EXTRACT PROVIDED —
Life

People Are Super Pissed About This Book A Mom Wrote About Her Son With Autism

by Andrea Frazier

The Amazon synopsis of Judith Newman's To Siri with Love describes the stories in the recently released memoir as "touching, hilarious, and illuminating." But, increasingly, people are actually incredibly upset at the author mom, who wrote the book about her son with autism. While Newman may have set out to share what life is like for a teenager whose brain works in a way that can sometimes be hard to understand — and how one family copes with that — online commenters have claimed the writing is exploitative and even abusive. And at the center of it all is the teenage Gus, a boy who has formed a relationship with Apple's smart assistant, Siri.

To Siri with Love is the book-length expansion of Newman's popular 2014 New York Times column of the same name. In that piece, Newman detailed how Siri became a "nonjudgmental friend and teacher" to her son, who was 13 at the time. Gus had discovered a "BFF" to discuss his obsessions, which included planes, trains, buses, escalators, and the weather. But aside from keeping him occupied, Newman wrote, Siri also taught Gus — who "speaks as if he has marbles in his mouth" — to have a real, two-sided conversation with the patience of a machine.

Romper has reached out to Newman's publicist for comment but has not yet received a response.

For some, though, the book, released nearly three years after its namesake column on Aug. 22, 2017, simply goes too far — well beyond enumerating the blessings of technology for someone like Gus. It has even spurred the hashtag #BoycottToSiri on social media, where critics have started questioning Newman's parenting and judgment.

One of the leading reasons people are tweeting #BoycottToSiri is because they say the book recklessly releases intimate details about Gus' life into the world, for people he knows and strangers alike to read, discuss, and judge. Twitter user Marie Porter, who describes herself as #ActuallyAutistic in her bio, proposed a "thought" exercise to help others understand her problems with Newman's book. Imagine that you are a teenager, she writes in a series of tweets, "someone distributed a sheet of paper with private information about you on it," such as your porn-watching and bathroom habits (which Newman reportedly details in her book about Gus). Now, she wrote, imagine that the person who distributed the paper is your own mother and that the "paper" is actually a New York Times bestselling book.

PROBLEM TO SOLVE — Translate this sentence from the article about Judith Newman's memoir into Spanish: "To Siri with Love is the book-length expansion of Newman's popular 2014 New York Times column of the same name."

RECORD EXCERPTS —
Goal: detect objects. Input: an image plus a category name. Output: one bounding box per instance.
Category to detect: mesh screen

--

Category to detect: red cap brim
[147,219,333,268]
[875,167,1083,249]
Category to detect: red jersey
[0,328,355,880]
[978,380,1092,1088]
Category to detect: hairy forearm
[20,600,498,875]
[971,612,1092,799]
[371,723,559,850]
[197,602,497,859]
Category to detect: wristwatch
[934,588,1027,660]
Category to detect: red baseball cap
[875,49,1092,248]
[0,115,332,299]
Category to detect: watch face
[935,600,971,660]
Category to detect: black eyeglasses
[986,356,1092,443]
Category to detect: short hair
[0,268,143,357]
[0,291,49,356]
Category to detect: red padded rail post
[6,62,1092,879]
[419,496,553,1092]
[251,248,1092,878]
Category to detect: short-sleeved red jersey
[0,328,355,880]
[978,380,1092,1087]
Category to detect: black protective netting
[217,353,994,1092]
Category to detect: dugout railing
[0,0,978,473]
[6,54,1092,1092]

ANSWER FOR THE TASK — To Siri with Love es la ampliación, en forma de libro, de la popular columna homónima que Newman publicó en The New York Times en 2014.